Source extract —
+++
Women's road race
- Rainbow jersey

Race details
- Dates: 27 September 2014
- Stages: 1 in Ponferrada (ESP)
- Distance: 127.40 km (79.16 mi)
- Winning time: 3h 29' 21"

Medalists
- Gold / Pauline Ferrand-Prévot (FRA)
- Silver / Lisa Brennauer (DEU)
- Bronze / Emma Johansson (SWE)

= 2014 UCI Road World Championships – Women's road race =

The Women's road race of the 2014 UCI Road World Championships took place in and around Ponferrada, Spain on 27 September 2014. The course of the race was 127.40 km with the start and finish in Ponferrada. Marianne Vos was the defending champion, having won the world title in 2012 and 2013.

The world title was won by France's Pauline Ferrand-Prévot in a sprint finish, becoming the first French woman since Jeannie Longo in 1995 to win the women's world title. The silver medal went to Germany's Lisa Brennauer – the world time trial champion – having narrowly been beaten by Ferrand-Prévot in a photo finish, while Emma Johansson of Sweden won the bronze medal. Vos could only finish tenth in the race – the first time since the 2005 Championships that Vos had not won a medal – after her attack on the final climb (along with Johansson, Lizzie Armitstead and Elisa Longo Borghini) was negated in the closing kilometres, which led to a regrouping of 15 riders prior to the final sprint.

==Qualification==

Qualification was based mainly on the 2014 UCI Nation Ranking as of 15 August 2014. The first five nations in this classification qualified seven riders to start, the next ten nations qualified six riders to start and the next five nations qualified five riders to start. Other nations and non ranked nations had the possibility to send three riders to start.

- Netherlands (7)
- Italy (7)
- United States (7)
- Sweden (7)
- Germany (7)
+++
Problem requirements —
In the article on the 2014 women's road race, condense the paragraph beginning "Qualification was based mainly" into a short list that keeps its main facts.

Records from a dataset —
+++
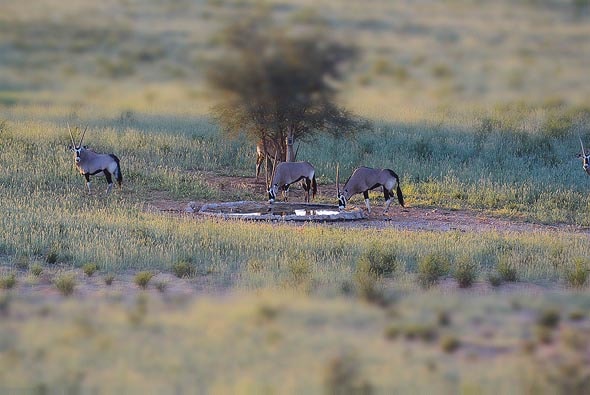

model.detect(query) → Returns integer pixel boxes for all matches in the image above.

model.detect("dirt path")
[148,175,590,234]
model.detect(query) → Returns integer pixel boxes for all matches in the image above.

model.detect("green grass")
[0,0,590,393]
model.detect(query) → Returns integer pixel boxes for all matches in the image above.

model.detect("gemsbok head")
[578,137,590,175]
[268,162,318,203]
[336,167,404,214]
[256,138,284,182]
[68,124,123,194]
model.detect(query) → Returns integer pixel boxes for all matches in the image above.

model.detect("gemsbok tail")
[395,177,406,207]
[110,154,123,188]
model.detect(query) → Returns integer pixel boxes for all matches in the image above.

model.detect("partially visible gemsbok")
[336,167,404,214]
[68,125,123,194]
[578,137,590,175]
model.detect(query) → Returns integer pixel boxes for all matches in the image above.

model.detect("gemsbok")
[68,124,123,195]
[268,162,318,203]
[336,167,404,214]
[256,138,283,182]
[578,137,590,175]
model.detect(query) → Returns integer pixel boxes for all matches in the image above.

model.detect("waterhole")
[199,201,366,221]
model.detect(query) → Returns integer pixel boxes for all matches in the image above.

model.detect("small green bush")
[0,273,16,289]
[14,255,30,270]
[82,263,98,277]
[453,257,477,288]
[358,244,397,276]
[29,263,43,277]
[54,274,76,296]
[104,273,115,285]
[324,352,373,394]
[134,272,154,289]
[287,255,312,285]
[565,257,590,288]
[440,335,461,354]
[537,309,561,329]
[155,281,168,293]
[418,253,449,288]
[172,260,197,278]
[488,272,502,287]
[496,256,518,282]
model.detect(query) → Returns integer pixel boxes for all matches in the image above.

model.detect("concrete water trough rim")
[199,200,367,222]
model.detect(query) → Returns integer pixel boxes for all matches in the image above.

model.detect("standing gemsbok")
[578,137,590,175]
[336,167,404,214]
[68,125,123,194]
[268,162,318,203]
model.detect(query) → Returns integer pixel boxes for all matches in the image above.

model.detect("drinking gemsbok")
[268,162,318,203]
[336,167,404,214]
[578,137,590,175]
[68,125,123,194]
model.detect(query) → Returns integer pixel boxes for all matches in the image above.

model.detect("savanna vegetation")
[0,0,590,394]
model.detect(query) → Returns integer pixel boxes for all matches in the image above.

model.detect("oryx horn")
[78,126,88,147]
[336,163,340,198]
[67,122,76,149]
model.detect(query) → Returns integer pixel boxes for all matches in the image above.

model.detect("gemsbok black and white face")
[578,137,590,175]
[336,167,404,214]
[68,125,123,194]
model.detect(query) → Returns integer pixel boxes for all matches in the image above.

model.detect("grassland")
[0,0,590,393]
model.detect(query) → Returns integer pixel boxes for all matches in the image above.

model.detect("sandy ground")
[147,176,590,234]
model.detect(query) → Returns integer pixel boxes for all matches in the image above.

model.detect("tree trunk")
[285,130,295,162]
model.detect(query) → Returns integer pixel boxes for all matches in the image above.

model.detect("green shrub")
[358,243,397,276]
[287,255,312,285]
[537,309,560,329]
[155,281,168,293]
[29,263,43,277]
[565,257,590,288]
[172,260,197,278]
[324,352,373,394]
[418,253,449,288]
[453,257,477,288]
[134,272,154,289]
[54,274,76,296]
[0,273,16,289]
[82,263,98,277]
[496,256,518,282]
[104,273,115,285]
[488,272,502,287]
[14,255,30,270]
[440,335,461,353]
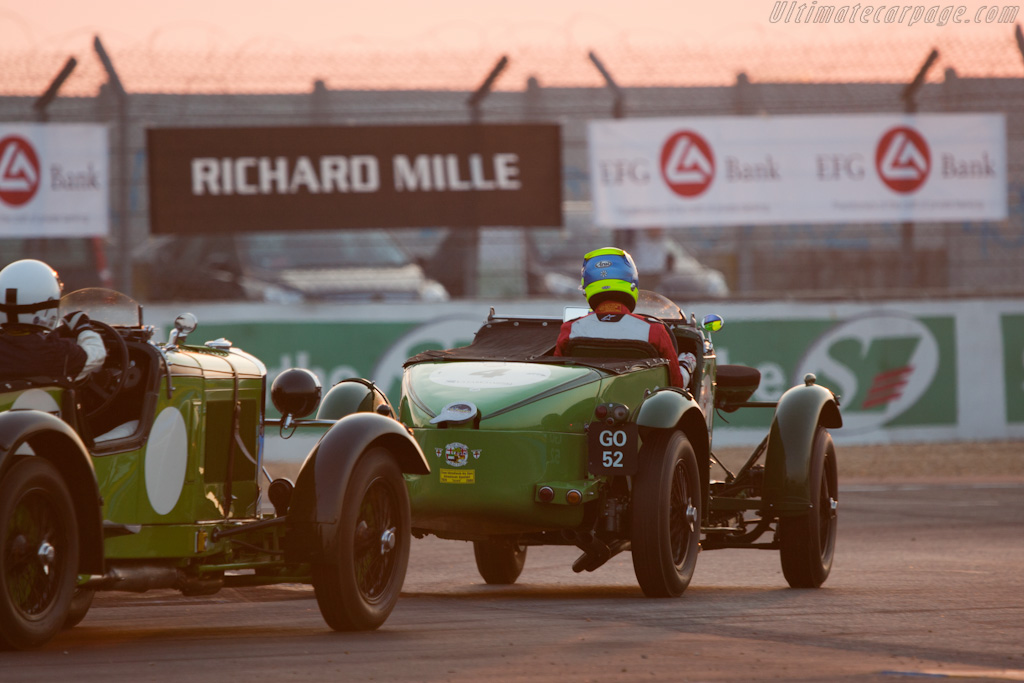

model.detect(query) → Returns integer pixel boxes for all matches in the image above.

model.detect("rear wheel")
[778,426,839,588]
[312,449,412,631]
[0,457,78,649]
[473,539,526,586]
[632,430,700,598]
+++
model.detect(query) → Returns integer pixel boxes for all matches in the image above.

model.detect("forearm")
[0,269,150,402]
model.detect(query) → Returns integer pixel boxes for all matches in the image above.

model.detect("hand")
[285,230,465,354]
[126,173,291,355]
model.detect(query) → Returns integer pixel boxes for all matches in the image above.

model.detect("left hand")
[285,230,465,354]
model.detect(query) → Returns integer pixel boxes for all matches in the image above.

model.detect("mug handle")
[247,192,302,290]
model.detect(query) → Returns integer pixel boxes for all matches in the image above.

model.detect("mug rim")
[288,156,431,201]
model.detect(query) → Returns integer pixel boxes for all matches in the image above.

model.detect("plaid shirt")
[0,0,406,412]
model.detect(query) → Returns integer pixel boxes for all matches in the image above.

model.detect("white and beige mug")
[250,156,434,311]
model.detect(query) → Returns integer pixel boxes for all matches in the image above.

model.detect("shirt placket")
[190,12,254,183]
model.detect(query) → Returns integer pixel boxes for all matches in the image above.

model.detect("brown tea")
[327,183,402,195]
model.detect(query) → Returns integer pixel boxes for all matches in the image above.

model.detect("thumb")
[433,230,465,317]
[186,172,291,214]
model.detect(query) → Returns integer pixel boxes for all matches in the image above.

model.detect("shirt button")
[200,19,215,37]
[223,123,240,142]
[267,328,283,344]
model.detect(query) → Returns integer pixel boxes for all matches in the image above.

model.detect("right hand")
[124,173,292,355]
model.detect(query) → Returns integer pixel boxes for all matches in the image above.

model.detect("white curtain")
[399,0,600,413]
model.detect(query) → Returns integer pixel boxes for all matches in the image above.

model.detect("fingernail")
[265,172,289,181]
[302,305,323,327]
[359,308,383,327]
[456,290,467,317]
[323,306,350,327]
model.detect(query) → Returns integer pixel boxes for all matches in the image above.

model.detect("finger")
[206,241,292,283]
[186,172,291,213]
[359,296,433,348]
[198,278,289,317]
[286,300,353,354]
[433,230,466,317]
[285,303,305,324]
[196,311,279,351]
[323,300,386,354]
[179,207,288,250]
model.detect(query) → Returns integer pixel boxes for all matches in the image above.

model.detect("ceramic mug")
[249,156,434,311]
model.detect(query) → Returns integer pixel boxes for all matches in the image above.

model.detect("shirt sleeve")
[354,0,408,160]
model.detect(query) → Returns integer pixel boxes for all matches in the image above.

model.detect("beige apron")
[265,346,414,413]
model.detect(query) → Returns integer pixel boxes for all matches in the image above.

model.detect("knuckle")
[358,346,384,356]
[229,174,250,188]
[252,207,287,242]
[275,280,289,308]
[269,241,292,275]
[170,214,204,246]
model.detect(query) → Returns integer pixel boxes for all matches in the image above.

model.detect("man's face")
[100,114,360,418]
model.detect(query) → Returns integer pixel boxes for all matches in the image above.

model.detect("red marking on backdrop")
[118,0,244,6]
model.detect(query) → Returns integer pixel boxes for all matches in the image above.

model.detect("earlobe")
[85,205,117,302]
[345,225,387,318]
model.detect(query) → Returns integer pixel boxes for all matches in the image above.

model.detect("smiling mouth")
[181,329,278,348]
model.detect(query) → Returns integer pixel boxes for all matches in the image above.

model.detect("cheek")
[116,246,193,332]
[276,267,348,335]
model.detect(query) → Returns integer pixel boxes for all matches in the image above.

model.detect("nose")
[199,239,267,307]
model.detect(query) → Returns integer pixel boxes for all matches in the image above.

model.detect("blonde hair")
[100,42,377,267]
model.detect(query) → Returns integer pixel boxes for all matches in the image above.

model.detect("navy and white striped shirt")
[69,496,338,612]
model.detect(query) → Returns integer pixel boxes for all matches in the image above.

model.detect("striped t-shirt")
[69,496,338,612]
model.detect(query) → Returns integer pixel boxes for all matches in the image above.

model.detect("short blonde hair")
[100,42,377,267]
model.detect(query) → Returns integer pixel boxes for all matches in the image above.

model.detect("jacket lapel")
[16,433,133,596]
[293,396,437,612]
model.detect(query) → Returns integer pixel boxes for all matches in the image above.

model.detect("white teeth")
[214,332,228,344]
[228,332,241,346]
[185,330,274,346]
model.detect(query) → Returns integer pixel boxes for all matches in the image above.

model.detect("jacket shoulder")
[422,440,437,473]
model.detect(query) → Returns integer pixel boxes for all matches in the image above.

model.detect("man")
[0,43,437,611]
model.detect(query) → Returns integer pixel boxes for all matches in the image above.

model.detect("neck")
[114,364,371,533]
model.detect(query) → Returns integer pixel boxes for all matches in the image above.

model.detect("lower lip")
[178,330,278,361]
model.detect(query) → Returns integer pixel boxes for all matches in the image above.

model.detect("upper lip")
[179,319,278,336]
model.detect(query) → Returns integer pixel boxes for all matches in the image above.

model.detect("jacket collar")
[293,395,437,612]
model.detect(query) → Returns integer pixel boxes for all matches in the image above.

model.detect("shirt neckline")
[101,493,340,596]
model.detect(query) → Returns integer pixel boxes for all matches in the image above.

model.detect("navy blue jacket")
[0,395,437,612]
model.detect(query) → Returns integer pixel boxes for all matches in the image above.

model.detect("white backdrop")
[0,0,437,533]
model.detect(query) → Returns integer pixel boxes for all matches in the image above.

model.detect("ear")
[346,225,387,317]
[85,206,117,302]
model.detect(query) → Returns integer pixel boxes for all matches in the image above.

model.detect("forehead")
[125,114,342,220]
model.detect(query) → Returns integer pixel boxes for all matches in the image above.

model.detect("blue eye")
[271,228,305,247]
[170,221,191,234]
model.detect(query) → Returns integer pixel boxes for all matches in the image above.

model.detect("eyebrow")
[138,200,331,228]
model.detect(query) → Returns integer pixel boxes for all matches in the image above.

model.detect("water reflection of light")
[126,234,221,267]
+++
Response below —
- Basis: mainly the 2014 UCI Nation Ranking as of 15 August 2014
- Nations ranked 1–5: seven starters each
- Next ten nations: six starters each
- Next five nations: five starters each
- All other nations, including unranked ones: could send three starters